WORK REQUIRED:
Repeat the final lines of the entries word for word, starting with the line that contains "segment **tree trunk**" and continuing through the last line of the entries.

RECORDS FOR THE EXERCISE:
________
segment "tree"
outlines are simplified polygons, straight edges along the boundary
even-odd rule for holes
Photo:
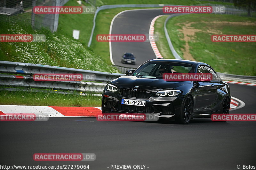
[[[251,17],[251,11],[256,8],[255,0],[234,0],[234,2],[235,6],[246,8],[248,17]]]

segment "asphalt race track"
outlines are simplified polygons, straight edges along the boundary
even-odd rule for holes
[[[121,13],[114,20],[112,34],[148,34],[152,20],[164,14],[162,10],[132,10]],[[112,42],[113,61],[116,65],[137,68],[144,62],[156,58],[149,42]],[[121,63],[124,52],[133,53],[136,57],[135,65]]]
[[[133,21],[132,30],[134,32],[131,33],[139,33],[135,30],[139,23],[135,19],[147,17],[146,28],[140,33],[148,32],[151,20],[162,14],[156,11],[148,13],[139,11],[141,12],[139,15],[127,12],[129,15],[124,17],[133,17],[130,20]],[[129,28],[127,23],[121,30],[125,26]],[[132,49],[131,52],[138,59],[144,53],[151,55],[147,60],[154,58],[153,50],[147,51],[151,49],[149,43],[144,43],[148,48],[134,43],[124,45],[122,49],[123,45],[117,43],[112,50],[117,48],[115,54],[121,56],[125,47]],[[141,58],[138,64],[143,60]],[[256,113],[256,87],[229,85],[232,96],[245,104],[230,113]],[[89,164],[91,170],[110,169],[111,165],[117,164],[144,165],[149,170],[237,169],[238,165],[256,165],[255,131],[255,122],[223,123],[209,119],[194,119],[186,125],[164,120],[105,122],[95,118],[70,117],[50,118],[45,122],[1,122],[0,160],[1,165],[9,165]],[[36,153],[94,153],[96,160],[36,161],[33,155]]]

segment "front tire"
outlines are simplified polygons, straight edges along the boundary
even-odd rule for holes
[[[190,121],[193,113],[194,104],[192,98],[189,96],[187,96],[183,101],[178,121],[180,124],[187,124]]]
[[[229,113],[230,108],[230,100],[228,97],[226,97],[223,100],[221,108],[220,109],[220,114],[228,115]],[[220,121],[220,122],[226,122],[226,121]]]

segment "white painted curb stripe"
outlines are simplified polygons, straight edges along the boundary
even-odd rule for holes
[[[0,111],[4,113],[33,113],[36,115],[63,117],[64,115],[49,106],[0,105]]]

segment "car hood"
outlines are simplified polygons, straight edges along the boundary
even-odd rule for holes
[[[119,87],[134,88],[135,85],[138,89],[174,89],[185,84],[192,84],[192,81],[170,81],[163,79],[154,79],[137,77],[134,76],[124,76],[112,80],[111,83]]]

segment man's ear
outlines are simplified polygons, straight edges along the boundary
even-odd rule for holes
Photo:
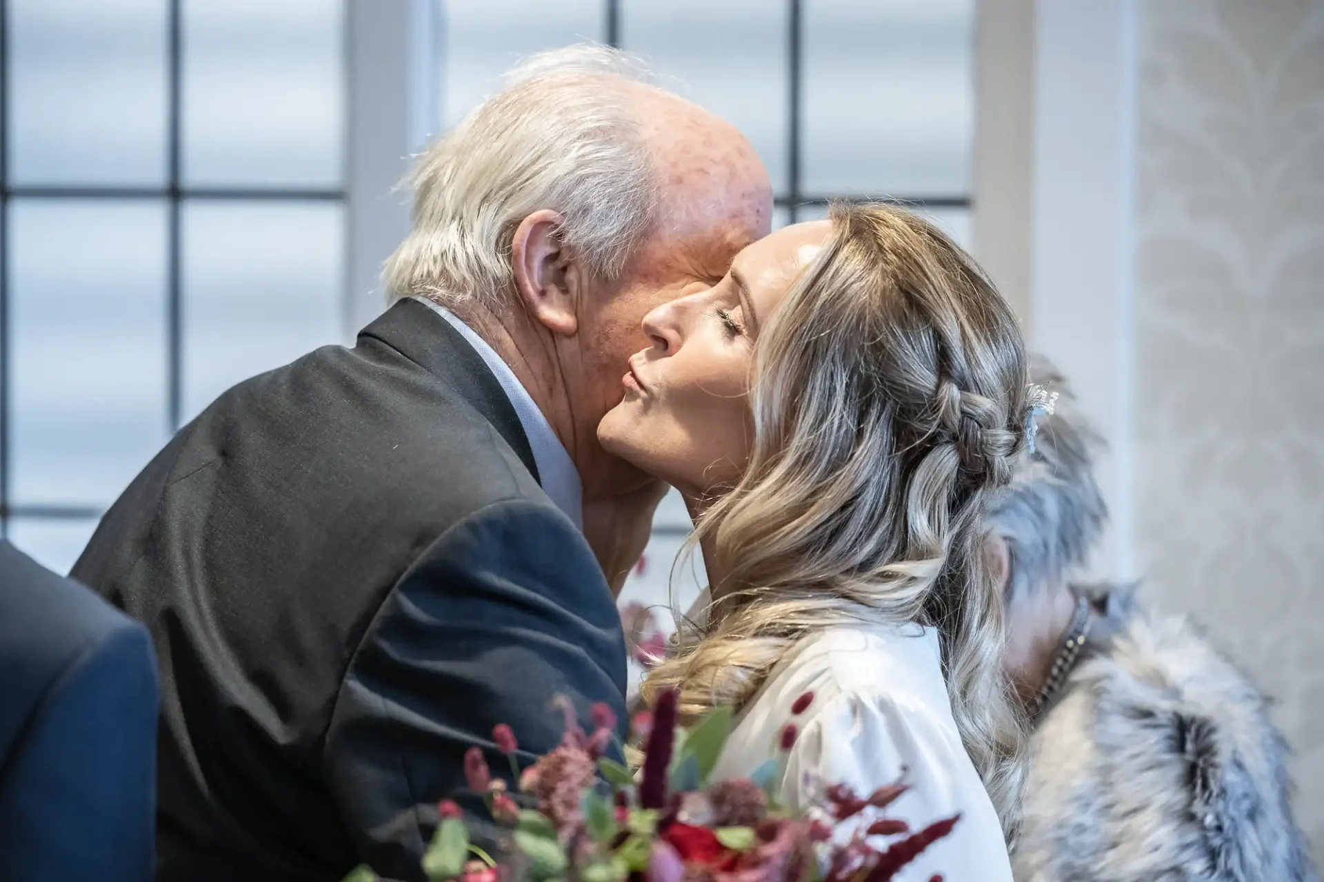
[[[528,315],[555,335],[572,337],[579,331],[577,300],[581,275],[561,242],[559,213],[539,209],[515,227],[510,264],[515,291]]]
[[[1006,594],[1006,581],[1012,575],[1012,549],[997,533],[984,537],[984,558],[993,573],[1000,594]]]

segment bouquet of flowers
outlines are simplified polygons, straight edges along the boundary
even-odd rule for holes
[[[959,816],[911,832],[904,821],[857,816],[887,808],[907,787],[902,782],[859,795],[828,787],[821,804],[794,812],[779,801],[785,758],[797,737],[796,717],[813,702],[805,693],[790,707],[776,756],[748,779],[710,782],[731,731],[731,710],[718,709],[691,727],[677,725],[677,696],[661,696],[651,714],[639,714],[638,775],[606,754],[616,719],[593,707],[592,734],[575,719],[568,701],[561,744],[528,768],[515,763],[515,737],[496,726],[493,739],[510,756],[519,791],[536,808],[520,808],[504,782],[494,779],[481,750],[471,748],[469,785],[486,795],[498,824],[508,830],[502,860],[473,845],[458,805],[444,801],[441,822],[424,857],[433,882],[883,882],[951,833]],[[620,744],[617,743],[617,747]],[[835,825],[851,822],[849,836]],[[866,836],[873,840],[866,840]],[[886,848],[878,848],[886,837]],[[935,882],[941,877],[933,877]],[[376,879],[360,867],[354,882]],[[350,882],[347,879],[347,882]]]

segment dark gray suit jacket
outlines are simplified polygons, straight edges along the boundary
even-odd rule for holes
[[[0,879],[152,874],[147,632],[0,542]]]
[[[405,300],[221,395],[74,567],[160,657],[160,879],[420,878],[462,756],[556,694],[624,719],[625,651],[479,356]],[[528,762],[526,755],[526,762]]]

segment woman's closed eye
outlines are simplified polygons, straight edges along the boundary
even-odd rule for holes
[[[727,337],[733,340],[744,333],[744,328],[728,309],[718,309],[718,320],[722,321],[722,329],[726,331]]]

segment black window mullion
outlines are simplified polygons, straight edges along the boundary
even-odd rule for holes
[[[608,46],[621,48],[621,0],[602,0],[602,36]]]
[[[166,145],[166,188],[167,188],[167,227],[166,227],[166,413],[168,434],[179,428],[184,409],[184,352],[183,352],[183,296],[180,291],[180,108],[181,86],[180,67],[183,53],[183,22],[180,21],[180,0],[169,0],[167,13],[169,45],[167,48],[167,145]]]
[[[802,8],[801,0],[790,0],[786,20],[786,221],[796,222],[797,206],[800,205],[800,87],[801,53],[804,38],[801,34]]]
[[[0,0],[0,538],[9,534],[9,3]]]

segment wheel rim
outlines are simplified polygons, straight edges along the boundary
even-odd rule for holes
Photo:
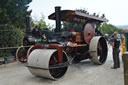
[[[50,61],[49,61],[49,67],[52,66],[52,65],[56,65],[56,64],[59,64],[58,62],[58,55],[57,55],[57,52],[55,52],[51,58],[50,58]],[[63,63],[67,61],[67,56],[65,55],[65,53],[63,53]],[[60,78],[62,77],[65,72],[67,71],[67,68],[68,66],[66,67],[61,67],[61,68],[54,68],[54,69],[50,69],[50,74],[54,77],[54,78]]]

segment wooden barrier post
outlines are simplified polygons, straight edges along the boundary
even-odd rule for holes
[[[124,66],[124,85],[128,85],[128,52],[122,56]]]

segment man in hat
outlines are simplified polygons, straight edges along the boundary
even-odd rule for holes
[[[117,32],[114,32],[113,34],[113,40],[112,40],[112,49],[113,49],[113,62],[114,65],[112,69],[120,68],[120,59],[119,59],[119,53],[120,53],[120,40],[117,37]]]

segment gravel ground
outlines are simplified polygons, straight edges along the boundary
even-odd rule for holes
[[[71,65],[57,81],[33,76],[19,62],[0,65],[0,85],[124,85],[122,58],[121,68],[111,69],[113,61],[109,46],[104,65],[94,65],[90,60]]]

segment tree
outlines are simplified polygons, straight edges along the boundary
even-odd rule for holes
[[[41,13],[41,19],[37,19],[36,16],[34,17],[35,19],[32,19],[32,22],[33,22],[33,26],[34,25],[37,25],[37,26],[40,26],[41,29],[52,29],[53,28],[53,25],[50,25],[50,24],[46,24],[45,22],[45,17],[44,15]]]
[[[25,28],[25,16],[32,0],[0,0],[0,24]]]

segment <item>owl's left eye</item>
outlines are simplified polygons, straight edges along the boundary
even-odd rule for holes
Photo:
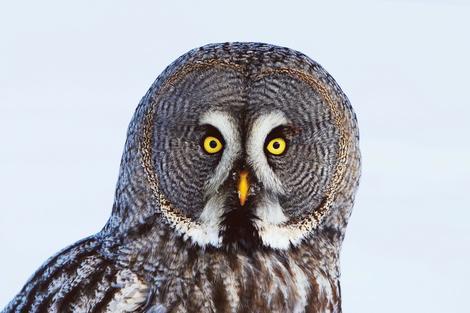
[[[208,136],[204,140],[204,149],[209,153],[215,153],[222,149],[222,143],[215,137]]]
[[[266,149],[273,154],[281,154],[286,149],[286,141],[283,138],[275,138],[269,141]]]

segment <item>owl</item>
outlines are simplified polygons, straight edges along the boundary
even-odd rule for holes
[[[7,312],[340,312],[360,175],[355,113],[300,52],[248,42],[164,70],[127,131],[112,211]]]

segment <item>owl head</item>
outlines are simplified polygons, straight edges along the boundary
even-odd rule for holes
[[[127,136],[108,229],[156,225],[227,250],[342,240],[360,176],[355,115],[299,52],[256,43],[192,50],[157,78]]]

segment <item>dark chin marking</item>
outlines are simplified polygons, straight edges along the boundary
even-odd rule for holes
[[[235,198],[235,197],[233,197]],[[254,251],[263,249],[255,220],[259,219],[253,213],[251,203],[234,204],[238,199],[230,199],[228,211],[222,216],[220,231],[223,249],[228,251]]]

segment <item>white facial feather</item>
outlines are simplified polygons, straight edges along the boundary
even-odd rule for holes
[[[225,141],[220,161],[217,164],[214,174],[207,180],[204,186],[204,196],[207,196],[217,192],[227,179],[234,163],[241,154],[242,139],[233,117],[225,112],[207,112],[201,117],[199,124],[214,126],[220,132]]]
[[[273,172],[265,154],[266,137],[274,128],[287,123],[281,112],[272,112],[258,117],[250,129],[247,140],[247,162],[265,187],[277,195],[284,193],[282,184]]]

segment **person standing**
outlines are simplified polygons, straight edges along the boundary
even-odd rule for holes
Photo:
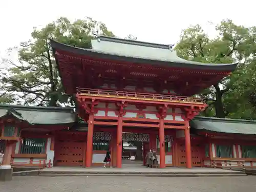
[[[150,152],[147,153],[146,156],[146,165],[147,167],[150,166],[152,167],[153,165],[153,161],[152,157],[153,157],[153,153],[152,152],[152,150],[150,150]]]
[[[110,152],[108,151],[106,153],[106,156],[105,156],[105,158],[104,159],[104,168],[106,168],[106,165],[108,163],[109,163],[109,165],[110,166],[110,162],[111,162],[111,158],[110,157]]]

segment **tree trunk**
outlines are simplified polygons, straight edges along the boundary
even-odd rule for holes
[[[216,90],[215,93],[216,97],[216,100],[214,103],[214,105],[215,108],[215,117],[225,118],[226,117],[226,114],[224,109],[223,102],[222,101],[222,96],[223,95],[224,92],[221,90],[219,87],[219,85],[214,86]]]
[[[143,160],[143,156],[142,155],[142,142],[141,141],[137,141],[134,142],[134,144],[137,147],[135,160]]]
________
TASK OUTPUT:
segment **tree trunk**
outlines are simplified polygons, straight edges along the boundary
even-odd rule for holes
[[[216,90],[215,93],[216,97],[216,100],[214,103],[214,105],[215,108],[215,117],[225,118],[226,117],[226,114],[224,109],[223,102],[222,101],[222,96],[223,95],[224,92],[221,90],[219,87],[219,85],[214,86]]]
[[[143,160],[143,156],[142,155],[142,142],[141,141],[137,141],[134,142],[134,144],[137,147],[135,160]]]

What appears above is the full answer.